Brief: Select and copy every line below that contains the word "white", treating uppercase and lowercase as different.

○ ○ ○

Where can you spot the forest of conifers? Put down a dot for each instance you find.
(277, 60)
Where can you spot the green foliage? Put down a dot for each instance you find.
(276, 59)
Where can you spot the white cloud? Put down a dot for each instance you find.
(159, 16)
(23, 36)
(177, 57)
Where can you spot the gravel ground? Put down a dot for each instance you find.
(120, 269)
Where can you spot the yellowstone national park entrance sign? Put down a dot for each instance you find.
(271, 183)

○ ○ ○

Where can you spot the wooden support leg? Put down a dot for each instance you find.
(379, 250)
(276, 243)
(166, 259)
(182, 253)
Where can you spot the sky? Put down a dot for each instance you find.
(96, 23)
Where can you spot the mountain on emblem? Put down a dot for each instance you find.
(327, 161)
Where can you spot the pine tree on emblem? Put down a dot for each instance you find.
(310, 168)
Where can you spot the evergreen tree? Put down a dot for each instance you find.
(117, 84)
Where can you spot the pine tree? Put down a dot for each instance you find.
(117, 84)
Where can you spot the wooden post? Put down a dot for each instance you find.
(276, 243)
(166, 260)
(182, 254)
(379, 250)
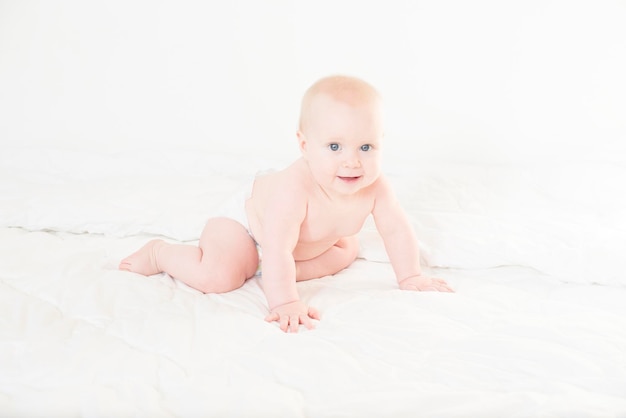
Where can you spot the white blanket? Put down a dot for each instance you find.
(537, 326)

○ ○ ○

Result below:
Where can you spot the white cloud? Put down a dot for each instance you find.
Where can you spot the white blanket? Put down a dot for each instance you find.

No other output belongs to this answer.